**Exercise prompt**. Copy the entries from the line with "Can you find the yellow flower cluster?" up to and including the line with "[[291, 204]]", leaving every request as it is. In the answers, scale each x and y coordinate by 0.35 and round it to a whole number, with halves rounding up.

**Material to process**.
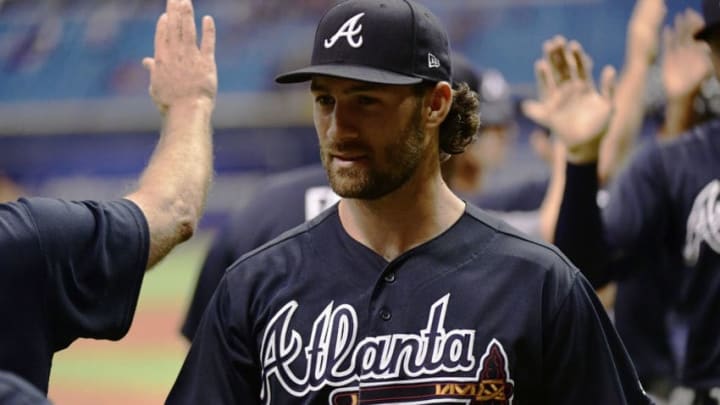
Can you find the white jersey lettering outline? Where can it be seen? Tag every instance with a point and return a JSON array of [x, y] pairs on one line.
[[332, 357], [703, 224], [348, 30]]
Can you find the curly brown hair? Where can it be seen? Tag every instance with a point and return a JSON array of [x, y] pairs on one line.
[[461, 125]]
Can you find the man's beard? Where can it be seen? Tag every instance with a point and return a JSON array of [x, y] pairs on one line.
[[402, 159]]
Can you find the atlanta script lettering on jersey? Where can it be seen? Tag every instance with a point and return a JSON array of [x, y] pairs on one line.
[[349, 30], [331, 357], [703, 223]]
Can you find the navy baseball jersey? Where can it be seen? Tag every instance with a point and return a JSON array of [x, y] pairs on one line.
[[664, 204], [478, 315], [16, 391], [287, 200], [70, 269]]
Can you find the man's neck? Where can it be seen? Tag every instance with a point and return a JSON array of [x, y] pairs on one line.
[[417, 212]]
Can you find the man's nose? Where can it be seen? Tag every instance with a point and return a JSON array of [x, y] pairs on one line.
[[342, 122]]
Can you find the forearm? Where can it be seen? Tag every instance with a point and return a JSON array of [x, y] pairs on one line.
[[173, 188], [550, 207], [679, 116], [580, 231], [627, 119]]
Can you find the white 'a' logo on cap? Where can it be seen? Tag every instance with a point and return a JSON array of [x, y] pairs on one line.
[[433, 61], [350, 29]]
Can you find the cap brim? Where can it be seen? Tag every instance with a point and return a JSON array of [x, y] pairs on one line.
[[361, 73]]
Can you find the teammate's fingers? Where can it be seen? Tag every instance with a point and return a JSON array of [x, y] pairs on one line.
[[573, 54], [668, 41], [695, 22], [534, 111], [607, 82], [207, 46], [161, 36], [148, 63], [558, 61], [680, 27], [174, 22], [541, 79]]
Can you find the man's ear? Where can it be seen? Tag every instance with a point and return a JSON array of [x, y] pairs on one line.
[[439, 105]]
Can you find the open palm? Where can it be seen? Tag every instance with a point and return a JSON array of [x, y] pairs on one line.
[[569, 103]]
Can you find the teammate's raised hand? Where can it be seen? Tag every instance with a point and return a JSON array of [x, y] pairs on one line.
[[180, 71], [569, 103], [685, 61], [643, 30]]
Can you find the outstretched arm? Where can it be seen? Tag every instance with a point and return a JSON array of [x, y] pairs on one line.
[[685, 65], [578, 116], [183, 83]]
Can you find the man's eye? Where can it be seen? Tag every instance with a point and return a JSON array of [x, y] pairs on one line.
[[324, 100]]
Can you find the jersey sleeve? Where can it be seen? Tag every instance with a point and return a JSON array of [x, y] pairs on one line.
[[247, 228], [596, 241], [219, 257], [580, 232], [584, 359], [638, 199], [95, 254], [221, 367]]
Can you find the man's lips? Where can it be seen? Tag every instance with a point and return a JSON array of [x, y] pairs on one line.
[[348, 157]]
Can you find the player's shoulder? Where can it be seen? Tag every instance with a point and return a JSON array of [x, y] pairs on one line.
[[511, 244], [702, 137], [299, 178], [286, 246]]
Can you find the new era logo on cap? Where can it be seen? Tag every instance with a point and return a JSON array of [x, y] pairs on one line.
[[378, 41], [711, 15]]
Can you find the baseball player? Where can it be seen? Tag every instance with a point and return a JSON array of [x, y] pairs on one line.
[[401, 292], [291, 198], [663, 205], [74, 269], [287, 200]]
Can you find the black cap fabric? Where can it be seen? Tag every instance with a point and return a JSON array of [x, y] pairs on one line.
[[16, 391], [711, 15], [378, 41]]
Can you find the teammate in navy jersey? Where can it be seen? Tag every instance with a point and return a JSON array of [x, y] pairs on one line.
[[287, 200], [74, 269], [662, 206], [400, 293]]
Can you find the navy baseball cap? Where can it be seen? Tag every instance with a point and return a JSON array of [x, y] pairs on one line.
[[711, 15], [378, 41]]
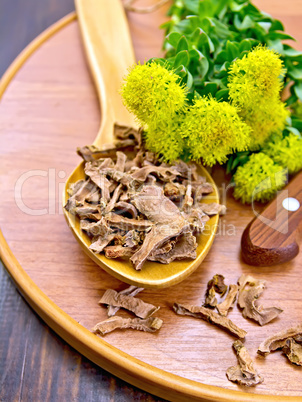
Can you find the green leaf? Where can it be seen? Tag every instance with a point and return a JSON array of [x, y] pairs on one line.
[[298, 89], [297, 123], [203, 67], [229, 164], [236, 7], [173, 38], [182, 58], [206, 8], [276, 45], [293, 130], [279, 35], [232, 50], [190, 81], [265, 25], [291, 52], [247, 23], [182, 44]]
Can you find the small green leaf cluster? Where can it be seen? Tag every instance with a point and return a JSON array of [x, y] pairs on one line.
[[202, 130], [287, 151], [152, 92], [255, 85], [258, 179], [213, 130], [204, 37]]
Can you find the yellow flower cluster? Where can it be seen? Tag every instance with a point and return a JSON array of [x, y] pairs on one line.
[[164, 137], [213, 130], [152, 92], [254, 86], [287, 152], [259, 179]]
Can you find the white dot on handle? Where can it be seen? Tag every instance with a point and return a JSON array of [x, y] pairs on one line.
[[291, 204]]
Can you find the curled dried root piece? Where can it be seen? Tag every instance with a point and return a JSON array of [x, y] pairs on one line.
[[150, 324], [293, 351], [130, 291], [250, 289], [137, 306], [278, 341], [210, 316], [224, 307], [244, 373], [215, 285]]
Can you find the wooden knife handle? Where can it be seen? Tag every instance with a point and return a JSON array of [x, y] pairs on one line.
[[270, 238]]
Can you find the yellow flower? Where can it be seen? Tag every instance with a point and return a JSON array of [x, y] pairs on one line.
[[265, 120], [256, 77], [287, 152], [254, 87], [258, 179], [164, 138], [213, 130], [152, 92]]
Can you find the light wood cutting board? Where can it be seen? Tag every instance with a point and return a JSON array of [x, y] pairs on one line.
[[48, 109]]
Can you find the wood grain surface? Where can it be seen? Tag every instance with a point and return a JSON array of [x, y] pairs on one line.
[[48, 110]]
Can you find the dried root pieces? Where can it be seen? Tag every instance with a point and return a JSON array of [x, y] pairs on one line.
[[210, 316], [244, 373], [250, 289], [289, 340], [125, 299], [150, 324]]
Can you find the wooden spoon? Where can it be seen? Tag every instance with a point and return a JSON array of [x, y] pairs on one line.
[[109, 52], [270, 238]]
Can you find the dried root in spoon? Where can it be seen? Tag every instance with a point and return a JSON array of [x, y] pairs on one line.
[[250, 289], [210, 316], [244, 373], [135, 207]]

**Full answer**.
Can you find the yellow flower cluster? Where can it be seen? Tag every instance with a point and return a JSON array of [x, y] pairs on one line.
[[57, 48], [75, 46], [53, 32], [89, 30], [100, 53], [91, 63]]
Can you find the white dot on handle? Where can it be seen? Tag every instance with a point and return a JSON array of [x, y] pairs on one line.
[[102, 71]]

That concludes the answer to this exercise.